*** Opening of SOURCE PASSAGE ***

The answer to this is complicated, and I am likely not the best person to report it. The proposed Wolfden mine in Pembroke, Maine was less than 10 miles from Sipayik—one of two reservations of the Passamaquoddy tribe. It should be noted that even without mining Sipayik has a long history of problems with their water supply. Often, water that comes out of taps on the reservation is contaminated and not potable. The site of the proposed Pickett Mountain mine is at the headwaters of the West Branch of the Mattawamkeag River, which itself is the headwaters of the Penobscot River. The Penobscot River is considered the lifeblood of the Penobscot Nation and was given formal citizenship status by the tribe in 2018. The Pickett Mountain mine site is also a documented site of indigenous stone tool production dating back over 10,000 years!  It is about 15 miles from Trust Land of the Penobscot Nation on Grand Lake Matagamon, and 30 miles from the reservation of the Houlton Band of Maliseet Indians. This belies the fact that the entire state is traditional territory of the Wabanaki Confederacy to which the Passamaquoddy, Penobscot, and Maliseet belong.

The level of indigenous resistance is hard to gauge. The situation is complicated, as the tribes were federally recognized, but not recognized by the state of Maine until the Maine Indian Land Claims Settlement of 1980, which holds that tribes are not sovereign and are actually subject to state law. It also states that federal laws enacted after the date of the 1980 settlement for the benefit of ‘Indians’ do not apply in the state of Maine, unless specifically made applicable within Maine by Congress. This provision has excluded the tribes from more than 150 federal laws and has prevented the Passamaquoddy from addressing the water contamination at Sipayik. So basically, the Wabanaki are still fighting for their own sovereignty and full-recognition by the state. Some Wabanaki folks may have tactically held their tongue on the issue of mining, so as not to undermine their other legislative and judicial efforts. Others may not have heard much about mining because their focus was on other important struggles.

*** Close of SOURCE PASSAGE ***
*** Opening of PROVIDED DATA ***

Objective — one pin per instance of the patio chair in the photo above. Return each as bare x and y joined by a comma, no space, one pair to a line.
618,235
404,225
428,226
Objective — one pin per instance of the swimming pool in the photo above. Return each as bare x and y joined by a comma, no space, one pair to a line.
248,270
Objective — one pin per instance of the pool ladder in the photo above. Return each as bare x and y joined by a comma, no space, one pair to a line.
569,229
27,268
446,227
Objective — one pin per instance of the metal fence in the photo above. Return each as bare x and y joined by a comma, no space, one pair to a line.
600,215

*** Close of PROVIDED DATA ***

WHAT YOU ARE ASKED TO DO:
Return the whole passage about the proposed Maine mines and the Wabanaki tribes word for word, with nothing from the listing.

EXPECTED ANSWER:
The answer to this is complicated, and I am likely not the best person to report it. The proposed Wolfden mine in Pembroke, Maine was less than 10 miles from Sipayik—one of two reservations of the Passamaquoddy tribe. It should be noted that even without mining Sipayik has a long history of problems with their water supply. Often, water that comes out of taps on the reservation is contaminated and not potable. The site of the proposed Pickett Mountain mine is at the headwaters of the West Branch of the Mattawamkeag River, which itself is the headwaters of the Penobscot River. The Penobscot River is considered the lifeblood of the Penobscot Nation and was given formal citizenship status by the tribe in 2018. The Pickett Mountain mine site is also a documented site of indigenous stone tool production dating back over 10,000 years!  It is about 15 miles from Trust Land of the Penobscot Nation on Grand Lake Matagamon, and 30 miles from the reservation of the Houlton Band of Maliseet Indians. This belies the fact that the entire state is traditional territory of the Wabanaki Confederacy to which the Passamaquoddy, Penobscot, and Maliseet belong.

The level of indigenous resistance is hard to gauge. The situation is complicated, as the tribes were federally recognized, but not recognized by the state of Maine until the Maine Indian Land Claims Settlement of 1980, which holds that tribes are not sovereign and are actually subject to state law. It also states that federal laws enacted after the date of the 1980 settlement for the benefit of ‘Indians’ do not apply in the state of Maine, unless specifically made applicable within Maine by Congress. This provision has excluded the tribes from more than 150 federal laws and has prevented the Passamaquoddy from addressing the water contamination at Sipayik. So basically, the Wabanaki are still fighting for their own sovereignty and full-recognition by the state. Some Wabanaki folks may have tactically held their tongue on the issue of mining, so as not to undermine their other legislative and judicial efforts. Others may not have heard much about mining because their focus was on other important struggles.